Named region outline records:
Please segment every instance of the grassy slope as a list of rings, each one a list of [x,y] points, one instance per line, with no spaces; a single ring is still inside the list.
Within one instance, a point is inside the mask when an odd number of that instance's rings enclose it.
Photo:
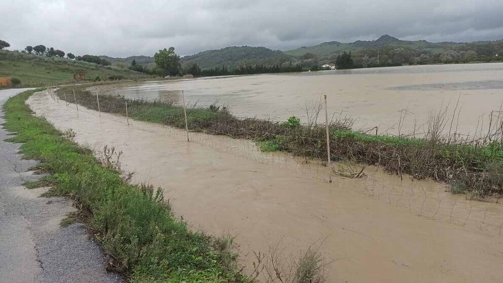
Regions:
[[[61,95],[74,88],[79,101],[88,101],[83,105],[97,110],[94,97],[84,90],[84,86],[63,88],[58,93]],[[123,98],[103,95],[100,101],[101,111],[125,115]],[[128,106],[129,117],[133,119],[185,127],[180,107],[133,100],[128,100]],[[325,129],[322,125],[308,127],[290,119],[283,123],[241,120],[215,107],[188,109],[187,116],[192,130],[255,139],[265,151],[281,150],[310,158],[327,158]],[[498,140],[472,145],[443,139],[375,136],[353,131],[343,122],[333,125],[331,131],[330,150],[335,160],[378,164],[388,171],[408,173],[415,179],[455,182],[460,184],[460,191],[478,195],[503,193],[503,144]]]
[[[113,75],[128,79],[150,78],[126,68],[0,50],[0,77],[19,78],[22,87],[73,83],[74,74],[79,73],[86,73],[90,80],[98,76],[104,80]]]
[[[244,282],[228,241],[190,231],[175,219],[162,191],[125,182],[113,168],[65,138],[25,103],[37,90],[10,98],[4,127],[16,132],[26,158],[51,174],[55,194],[75,197],[92,216],[88,225],[119,270],[133,282]]]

*TASK DIRECTIONS*
Copy all of the records above verbatim, omitting the pictures.

*RESPONSE BELOW*
Please segment every instance of the grassy slope as a list of rings, each one a list of [x,y] points, one instance per line, with no spaces; a single ring is still inside the list.
Within one instance, a point is inside the mask when an odd number of that instance's rings enclose it.
Photo:
Regions:
[[[61,95],[74,88],[79,101],[88,101],[83,105],[97,110],[94,97],[84,90],[84,86],[63,88],[58,93]],[[123,98],[103,95],[100,101],[101,111],[125,115]],[[128,106],[129,117],[133,119],[185,127],[180,107],[133,100],[128,100]],[[325,129],[322,125],[308,127],[290,119],[283,123],[241,120],[215,107],[188,109],[187,116],[192,130],[255,139],[265,151],[281,150],[310,158],[327,158]],[[498,140],[472,145],[443,139],[375,136],[353,131],[343,122],[333,125],[331,131],[330,150],[335,160],[378,164],[388,171],[408,173],[415,179],[455,182],[460,184],[460,191],[478,195],[503,193],[503,144]]]
[[[113,75],[128,79],[150,78],[126,68],[0,50],[0,77],[19,78],[22,87],[73,83],[74,74],[79,73],[86,73],[90,80],[98,76],[104,80]]]
[[[244,282],[228,241],[190,231],[175,219],[162,191],[125,182],[113,168],[65,138],[25,103],[37,90],[10,98],[4,127],[16,132],[26,158],[51,174],[55,194],[75,197],[92,216],[88,225],[119,270],[133,282]]]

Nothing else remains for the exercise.